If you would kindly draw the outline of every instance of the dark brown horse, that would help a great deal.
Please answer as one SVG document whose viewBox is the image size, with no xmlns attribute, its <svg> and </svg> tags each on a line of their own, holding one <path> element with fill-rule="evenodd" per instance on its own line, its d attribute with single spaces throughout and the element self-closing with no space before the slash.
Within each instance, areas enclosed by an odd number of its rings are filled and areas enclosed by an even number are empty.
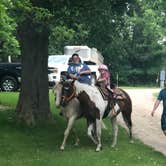
<svg viewBox="0 0 166 166">
<path fill-rule="evenodd" d="M 91 87 L 91 88 L 93 88 L 93 87 Z M 112 100 L 113 100 L 114 105 L 116 106 L 115 109 L 118 110 L 117 115 L 120 112 L 122 113 L 123 119 L 129 129 L 130 140 L 132 141 L 132 122 L 131 122 L 132 102 L 131 102 L 129 95 L 124 90 L 122 90 L 122 89 L 118 89 L 118 90 L 121 91 L 121 93 L 123 94 L 123 98 L 116 99 L 116 98 L 113 98 L 113 96 L 112 96 Z M 96 118 L 96 120 L 98 120 L 98 118 L 100 118 L 100 120 L 101 120 L 104 117 L 104 114 L 102 114 L 102 117 L 98 117 L 98 114 L 95 113 L 95 111 L 98 112 L 98 110 L 100 111 L 100 109 L 98 107 L 96 107 L 96 103 L 95 103 L 96 101 L 91 100 L 91 98 L 89 97 L 89 94 L 86 91 L 83 90 L 77 94 L 76 87 L 73 84 L 73 82 L 70 82 L 70 81 L 64 82 L 63 88 L 62 88 L 61 104 L 62 105 L 68 104 L 68 102 L 69 102 L 68 99 L 72 99 L 72 98 L 77 98 L 79 100 L 80 106 L 82 107 L 82 108 L 80 107 L 81 111 L 86 116 L 86 118 L 88 118 L 88 116 L 91 116 L 92 115 L 91 113 L 93 113 L 93 115 L 96 116 L 96 117 L 95 116 L 91 117 L 92 119 Z M 109 102 L 104 102 L 104 103 L 109 103 Z M 88 113 L 89 113 L 89 115 L 88 115 Z M 106 116 L 111 119 L 112 126 L 114 129 L 114 139 L 113 139 L 113 144 L 112 144 L 113 147 L 117 143 L 117 133 L 118 133 L 118 125 L 117 125 L 117 119 L 116 119 L 117 115 L 116 116 L 113 115 L 111 109 L 110 109 L 110 112 L 107 112 L 107 114 L 106 114 Z M 101 116 L 101 114 L 100 114 L 100 116 Z M 88 126 L 88 133 L 89 133 L 89 135 L 91 134 L 91 137 L 93 137 L 92 134 L 94 133 L 94 124 L 95 123 L 93 123 L 93 122 L 97 122 L 97 121 L 94 121 L 94 119 L 93 119 L 92 125 Z M 97 126 L 97 125 L 101 126 L 100 123 L 95 124 L 95 126 Z M 94 139 L 94 137 L 93 137 L 93 139 Z M 98 140 L 96 140 L 94 142 L 98 142 Z M 97 151 L 99 151 L 100 148 L 101 148 L 101 146 L 99 148 L 97 148 Z"/>
</svg>

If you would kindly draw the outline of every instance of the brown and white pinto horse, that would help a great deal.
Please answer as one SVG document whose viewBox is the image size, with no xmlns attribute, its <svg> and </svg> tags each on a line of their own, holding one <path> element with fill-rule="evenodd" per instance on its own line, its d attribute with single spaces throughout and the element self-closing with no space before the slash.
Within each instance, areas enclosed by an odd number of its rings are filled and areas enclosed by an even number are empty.
<svg viewBox="0 0 166 166">
<path fill-rule="evenodd" d="M 126 97 L 123 100 L 115 101 L 115 109 L 119 109 L 119 112 L 122 112 L 123 119 L 129 128 L 130 139 L 132 142 L 132 122 L 131 122 L 131 112 L 132 112 L 132 103 L 129 95 L 121 90 L 123 95 Z M 101 150 L 101 126 L 102 118 L 105 116 L 105 111 L 108 109 L 108 101 L 104 100 L 98 88 L 95 86 L 89 86 L 86 84 L 79 83 L 78 81 L 70 82 L 67 81 L 63 83 L 62 88 L 62 105 L 68 104 L 68 99 L 73 96 L 77 96 L 77 99 L 80 102 L 80 110 L 84 116 L 89 120 L 88 124 L 88 136 L 97 144 L 96 151 Z M 112 98 L 113 100 L 113 98 Z M 118 125 L 117 118 L 110 111 L 107 114 L 107 117 L 111 119 L 113 130 L 114 130 L 114 139 L 112 147 L 117 144 L 117 134 L 118 134 Z M 94 130 L 95 129 L 95 130 Z"/>
</svg>

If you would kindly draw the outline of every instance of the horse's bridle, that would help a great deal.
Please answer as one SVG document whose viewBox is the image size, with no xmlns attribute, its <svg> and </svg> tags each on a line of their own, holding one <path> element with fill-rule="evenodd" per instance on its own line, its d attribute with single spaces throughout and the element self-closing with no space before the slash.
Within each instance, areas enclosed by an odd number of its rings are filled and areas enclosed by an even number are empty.
<svg viewBox="0 0 166 166">
<path fill-rule="evenodd" d="M 62 96 L 63 101 L 69 103 L 74 97 L 76 97 L 76 87 L 74 85 L 72 85 L 73 88 L 73 92 L 70 96 Z"/>
</svg>

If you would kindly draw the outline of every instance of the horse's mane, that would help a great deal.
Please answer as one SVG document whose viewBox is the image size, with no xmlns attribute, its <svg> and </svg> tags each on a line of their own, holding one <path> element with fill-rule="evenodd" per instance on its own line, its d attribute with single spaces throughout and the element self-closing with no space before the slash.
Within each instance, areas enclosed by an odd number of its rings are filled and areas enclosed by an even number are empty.
<svg viewBox="0 0 166 166">
<path fill-rule="evenodd" d="M 76 93 L 79 94 L 81 93 L 82 91 L 85 91 L 87 94 L 91 94 L 91 93 L 98 93 L 98 89 L 97 87 L 95 86 L 92 86 L 92 85 L 88 85 L 88 84 L 83 84 L 83 83 L 80 83 L 78 81 L 75 81 L 75 86 L 77 87 L 76 89 Z"/>
</svg>

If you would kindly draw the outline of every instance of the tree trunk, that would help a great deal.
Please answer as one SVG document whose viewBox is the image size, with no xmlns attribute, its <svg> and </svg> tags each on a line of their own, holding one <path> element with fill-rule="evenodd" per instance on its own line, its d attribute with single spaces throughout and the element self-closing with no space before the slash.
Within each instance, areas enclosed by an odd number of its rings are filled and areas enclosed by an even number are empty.
<svg viewBox="0 0 166 166">
<path fill-rule="evenodd" d="M 43 25 L 24 22 L 18 28 L 22 53 L 21 91 L 16 112 L 28 125 L 51 116 L 48 89 L 48 36 Z"/>
</svg>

CHALLENGE —
Could you update the data above by replacing every "instance" with "occurrence" and leaving everything else unchanged? Omit the pictures from your answer.

ANSWER TO THIS EXERCISE —
If you would kindly draw the outline of every occurrence of the dark brown horse, that would help a great deal.
Please answer as one SVG document whose viewBox is the image size, with no xmlns attribute, its <svg> and </svg> tags each on a line of their own, holding one <path> element with fill-rule="evenodd" per occurrence on its own line, its d attribute with single spaces throughout and the element self-closing with no space before the slash.
Within each occurrence, areas enclosed by an odd number of its rings are filled and areas enclosed by an even number are empty.
<svg viewBox="0 0 166 166">
<path fill-rule="evenodd" d="M 91 87 L 91 88 L 93 88 L 93 87 Z M 112 100 L 113 100 L 114 105 L 116 106 L 115 109 L 118 110 L 117 115 L 120 112 L 122 113 L 123 119 L 129 129 L 130 140 L 132 141 L 132 122 L 131 122 L 132 102 L 131 102 L 129 95 L 124 90 L 122 90 L 122 89 L 118 89 L 118 90 L 121 91 L 121 93 L 123 94 L 123 98 L 116 99 L 116 98 L 113 98 L 113 96 L 112 96 Z M 96 118 L 96 120 L 98 120 L 98 118 L 100 118 L 100 120 L 101 120 L 104 117 L 104 114 L 102 114 L 102 117 L 98 117 L 98 114 L 95 113 L 95 111 L 98 112 L 98 110 L 100 111 L 100 109 L 98 107 L 96 107 L 96 103 L 95 103 L 96 101 L 91 100 L 91 98 L 89 97 L 89 94 L 86 91 L 83 90 L 77 94 L 76 87 L 73 84 L 73 82 L 70 82 L 70 81 L 64 82 L 63 88 L 62 88 L 61 104 L 62 105 L 68 104 L 68 102 L 69 102 L 68 99 L 72 99 L 72 98 L 77 98 L 79 100 L 80 106 L 82 107 L 82 108 L 80 107 L 81 111 L 86 116 L 86 118 L 88 118 L 88 116 L 91 116 L 92 115 L 91 113 L 93 113 L 93 115 L 96 116 L 96 117 L 95 116 L 91 117 L 92 119 Z M 109 102 L 104 102 L 104 103 L 109 103 Z M 88 113 L 89 113 L 89 115 L 88 115 Z M 106 116 L 111 119 L 112 126 L 114 129 L 114 139 L 113 139 L 113 144 L 112 144 L 113 147 L 117 143 L 117 133 L 118 133 L 118 125 L 117 125 L 117 119 L 116 119 L 117 115 L 116 116 L 113 115 L 111 109 L 110 109 L 110 112 L 107 112 L 107 114 L 106 114 Z M 101 116 L 101 114 L 100 114 L 100 116 Z M 88 126 L 88 133 L 89 133 L 89 135 L 91 134 L 91 137 L 93 137 L 92 134 L 94 133 L 94 124 L 95 123 L 93 123 L 93 122 L 97 122 L 97 121 L 94 121 L 94 119 L 93 119 L 92 125 Z M 97 126 L 97 125 L 101 126 L 100 123 L 95 124 L 95 126 Z M 94 139 L 94 137 L 93 137 L 93 139 Z M 98 140 L 96 140 L 94 142 L 98 142 Z M 97 151 L 99 151 L 100 148 L 101 148 L 101 146 L 99 148 L 97 148 Z"/>
</svg>

If you would kindly draw the outline of every occurrence of the brown and white pinto horse, that would help a great deal.
Please answer as one SVG document whose viewBox is the image size, with no xmlns attribute, its <svg> and </svg> tags each on a line of their own, holding one <path> element with fill-rule="evenodd" per occurrence on its own line, its d attribute with single spaces throughout and the element self-closing with no space before the slash.
Within each occurrence, areas enclosed by an odd number of its rings are filled and areas enclosed by an even number are empty.
<svg viewBox="0 0 166 166">
<path fill-rule="evenodd" d="M 126 97 L 123 100 L 115 101 L 115 109 L 119 109 L 119 112 L 122 112 L 123 119 L 129 128 L 130 139 L 132 142 L 132 122 L 131 122 L 131 112 L 132 112 L 132 103 L 129 95 L 121 90 L 123 95 Z M 101 150 L 101 126 L 102 118 L 105 116 L 105 111 L 108 109 L 108 101 L 104 100 L 98 88 L 95 86 L 89 86 L 86 84 L 79 83 L 78 81 L 70 82 L 67 81 L 63 83 L 62 88 L 62 105 L 68 104 L 68 99 L 73 96 L 77 96 L 77 99 L 80 102 L 80 110 L 84 116 L 89 120 L 88 124 L 88 136 L 97 144 L 96 151 Z M 112 98 L 113 100 L 113 98 Z M 118 125 L 117 118 L 110 111 L 107 114 L 107 117 L 111 119 L 113 130 L 114 130 L 114 139 L 112 147 L 117 144 L 117 134 L 118 134 Z M 94 130 L 95 129 L 95 130 Z"/>
</svg>

If you would kindly draw the outline of every occurrence of the horse's bridle, that would help a great deal.
Please answer as one SVG document whose viewBox is the image size, with no xmlns attribute, its <svg> and </svg> tags each on a line of their own, holding one <path> element with fill-rule="evenodd" per occurrence on its own line, its d attribute with single spaces throughout and the element self-closing with no space before the slash.
Within each occurrence, areas enclosed by an odd number of its rings are filled and areas enclosed by an even number are empty.
<svg viewBox="0 0 166 166">
<path fill-rule="evenodd" d="M 62 96 L 63 101 L 69 103 L 74 97 L 76 97 L 76 87 L 74 85 L 72 85 L 73 88 L 73 92 L 70 96 Z"/>
</svg>

If you would kindly draw the outline of every occurrence of the horse's mane, that would help a great deal.
Please answer as one SVG document whose viewBox is the image size, with no xmlns attribute, its <svg> and </svg> tags each on a line of their own, holding one <path> element with fill-rule="evenodd" per occurrence on its own line, its d attribute with single spaces throughout and the element self-closing with no space before the slash.
Within each occurrence, areas enclosed by an odd number of its rings are filled and areas enclosed by an even number are empty.
<svg viewBox="0 0 166 166">
<path fill-rule="evenodd" d="M 76 93 L 79 94 L 81 93 L 82 91 L 85 91 L 87 94 L 91 94 L 91 93 L 98 93 L 98 89 L 97 87 L 95 86 L 92 86 L 92 85 L 88 85 L 88 84 L 83 84 L 83 83 L 80 83 L 78 81 L 75 81 L 75 86 L 77 87 L 76 89 Z"/>
</svg>

If you would kindly draw the outline of every occurrence of the tree trunk, that would help a great deal.
Please answer as one SVG document whose viewBox is the image size, with no xmlns attribute, its <svg> and </svg> tags each on a line of their own, holding one <path> element with fill-rule="evenodd" per occurrence on its own line, its d attribute with single spaces throughout and the element self-closing with no space before the slash.
Within each occurrence, areas enclosed by an odd number of its rings are filled and areas enclosed by an even number are empty.
<svg viewBox="0 0 166 166">
<path fill-rule="evenodd" d="M 43 25 L 24 22 L 18 28 L 22 53 L 21 91 L 16 112 L 28 125 L 51 116 L 48 89 L 48 36 Z"/>
</svg>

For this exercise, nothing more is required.